:: STUDY TEXT ::
BEGIN
The creek is high and fast, with full spanning trees laying right across fast water, and deep fast water plowing right thru willow and bush thickets. Hard to get out in time to carry the boat around the bad spots.


After portaging around the Talent TID dam I am wading down, lining the boat down below me on a rope, when it jams into a willow thicket on the opposite bank. Pulling it back across the current only makes it flip over, and my camera (stored in a plastic peanut butter jar) gets wet. Further down I get swept into a bad spot, hung up on a submerged tree trunk in fast deep water, surrounded by branches of a leaning tree. Can't get loose, can't jump off without fear of getting sucked under a pile of limbs. Not fun. People die like this. I am shaking with a combination of fear and adrenaline when I finally get loose. I finally take out at the baseball park in Medford, and Frances, BCWC coordinator, gives me a ride back to my car. Enough of Bear Creek. I will run the rest of it some other day, when the water is lower and I do not fear for my life. I dry the camera out on the heater in my apt and it seems to work OK.

April 16
At 5 AM I move out of my apt in Ashland. A homeless person living in my car once again. I am heading N to Vancouver Island. Have already bought my tickets from Victoria to Toronto, where I will join the Che Guevara Volunteer Work Brigade and then on to Cuba the next day. 2 weeks with the brigade, then another 10 days on my own to torment the wily Cuban bass in my inflatable kayak. Heading N I turn W at Portland out to Seaside and the coast. On the way I want to try Cullaby Lake, another LM lake in the dunes near Astoria. Arrive at Cullaby to a screaming NW wind. Before I launch I talk to a local, who says it is a good LM lake, very shallow and full of perch and crappie, and LMs over 8 lbs. Yesterday there was a bass tournament with a dozen boats (x 2 people per boat x 8 hrs = almost 200 man hours of fishing). They caught a total of 4 bass between all of them, = about 1 bass per 50 hrs of fishing. Not inspiring. I explore the lake and an interesting channel thru the dunes, connected to the lake and full of houses. A good looking lake on a horrid cold windy day. No bites.
END
:: PROBLEM 1 ::
Reproduce the journal excerpt from "The creek is" to "the bad spots.".
:: PROBLEM 2 ::
Answer these questions from the journal excerpt:
(a) What was the camera stored in?
(b) Where does the writer take out of Bear Creek?
(c) How many bass did the boats in the tournament catch in total?
:: PROBLEM 3 ::
Write what comes next in the journal excerpt about Bear Creek and the trip north, starting after its final sentence.

:: EXTRACTED MATERIAL ::
BEGIN
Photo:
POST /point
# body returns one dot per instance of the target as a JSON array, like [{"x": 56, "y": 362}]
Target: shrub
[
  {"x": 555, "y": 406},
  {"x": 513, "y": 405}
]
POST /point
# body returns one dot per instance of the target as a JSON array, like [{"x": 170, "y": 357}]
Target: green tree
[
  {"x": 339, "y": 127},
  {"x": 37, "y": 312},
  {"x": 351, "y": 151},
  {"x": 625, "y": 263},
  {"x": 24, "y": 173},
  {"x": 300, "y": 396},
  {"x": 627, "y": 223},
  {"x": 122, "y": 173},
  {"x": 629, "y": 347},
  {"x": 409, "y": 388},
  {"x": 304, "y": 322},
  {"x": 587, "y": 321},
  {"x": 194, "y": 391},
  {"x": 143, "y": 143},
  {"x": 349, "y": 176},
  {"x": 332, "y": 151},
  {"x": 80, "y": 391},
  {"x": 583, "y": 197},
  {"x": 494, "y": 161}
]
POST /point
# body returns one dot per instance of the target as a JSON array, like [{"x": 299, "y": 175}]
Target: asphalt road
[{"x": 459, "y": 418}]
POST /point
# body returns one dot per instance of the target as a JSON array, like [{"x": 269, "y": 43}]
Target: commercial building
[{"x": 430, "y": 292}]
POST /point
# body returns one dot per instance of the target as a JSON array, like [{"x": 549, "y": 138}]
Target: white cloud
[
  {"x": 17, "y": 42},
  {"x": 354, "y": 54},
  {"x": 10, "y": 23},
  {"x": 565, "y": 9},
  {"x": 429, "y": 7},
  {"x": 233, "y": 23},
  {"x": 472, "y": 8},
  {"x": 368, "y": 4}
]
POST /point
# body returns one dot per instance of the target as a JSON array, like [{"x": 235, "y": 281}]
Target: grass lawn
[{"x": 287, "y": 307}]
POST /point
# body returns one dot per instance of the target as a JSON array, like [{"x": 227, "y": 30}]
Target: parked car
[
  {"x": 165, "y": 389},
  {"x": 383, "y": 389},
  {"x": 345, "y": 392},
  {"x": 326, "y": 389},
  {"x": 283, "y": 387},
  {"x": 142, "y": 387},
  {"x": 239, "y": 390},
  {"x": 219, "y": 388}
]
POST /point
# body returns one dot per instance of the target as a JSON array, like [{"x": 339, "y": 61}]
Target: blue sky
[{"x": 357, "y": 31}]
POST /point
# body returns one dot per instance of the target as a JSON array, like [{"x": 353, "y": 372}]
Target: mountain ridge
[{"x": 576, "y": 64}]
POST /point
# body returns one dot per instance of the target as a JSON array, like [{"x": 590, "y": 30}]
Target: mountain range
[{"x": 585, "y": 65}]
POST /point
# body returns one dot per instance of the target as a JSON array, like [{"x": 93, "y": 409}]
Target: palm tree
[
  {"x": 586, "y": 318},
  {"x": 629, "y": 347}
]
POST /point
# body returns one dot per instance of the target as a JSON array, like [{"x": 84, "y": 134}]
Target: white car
END
:: ANSWER SPACE 1 ::
The creek is high and fast, with full spanning trees laying right across fast water, and deep fast water plowing right thru willow and bush thickets. Hard to get out in time to carry the boat around the bad spots.

:: ANSWER SPACE 2 ::
(a) A plastic peanut butter jar.
(b) At the baseball park in Medford.
(c) Four.

:: ANSWER SPACE 3 ::
That makes 6 lakes fished in Oregon this year, without a single bite from a fish of any kind. Time to blow this military criminal imperialist scene where the bass do not bite for me, and try another country.

April 18

I arrive in Victoria BC on the first ferry from Port Angeles. Spend an hour at Canada Customs where I declare that I am moving back to Canada. Then off to Canadian Tire to buy a fishing license, Tim Hortons to buy a ceremonial coffee & donut, and off to the nearest bass lake. Since I am on my way to Ucluelet on the W coast of the island I decide to try Langford Lake, which is just off the Island Hwy.

In all the dozen or so years I lived in or visited Oregon I caught one 18” SM there. It has been my custom for the past 4 or 5 years that I catch one at least this big within the first hour of hitting the water in Victoria. This cold and stormy spring, on this cold, showery and windy day, will put this tradition to the test. I launch the Bullship (electric motors only here!) and head down the W shore. No bites along the first good spot. Tough holding the boat in position in this wind, and I am killing the battery doing it. Over an hour has passed, my tradition is broken, when I get a bite. First one of the year. I know it was a bite, so I throw the worm back in and catch a small bass, about 1 ½ lbs. First bass of 2011. But my camera, which got dunked in Bear Creek, is toast. No pic of the first bass of Basstravaganza 2011.

After I wear out the trolling motor battery the weather improves, and I paddle over to the first island. I have to fish all around it before I get bit on the S side. A beauty 18.5” Langford Lake toad. But again, no camera. Mission Accomplished, I head back to the ramp, load the boat on the trailer, and take off for Ucluelet without making another cast.

In Ukee I visit with friends, get a Canadian bank account and mailing address, and watch the Vancouver Canucks Stanley Cup playoff game. The Canucks – far and away the best team in the regular season - are ahead 3 games to none, and tied with Chicago 1-1 after the first period, when I go outside to call a friend in Victoria. By the time I get back to the game it is 3-1 Chicago, then 4-1, 5-1, 6-1, 7-1... What has happened to the mighty Canucks?

April 20
After a nice day of weather in Ukee (no rain!) I am hoping for good weather on the return trip, but April 20 dawns cloudy & cold. I buy a cheap camera in Port Alberni, and head over to Spider Lake.



Just as I get there a cold rain begins to fall. I set up the pontoon (no motors at all allowed here) and head out.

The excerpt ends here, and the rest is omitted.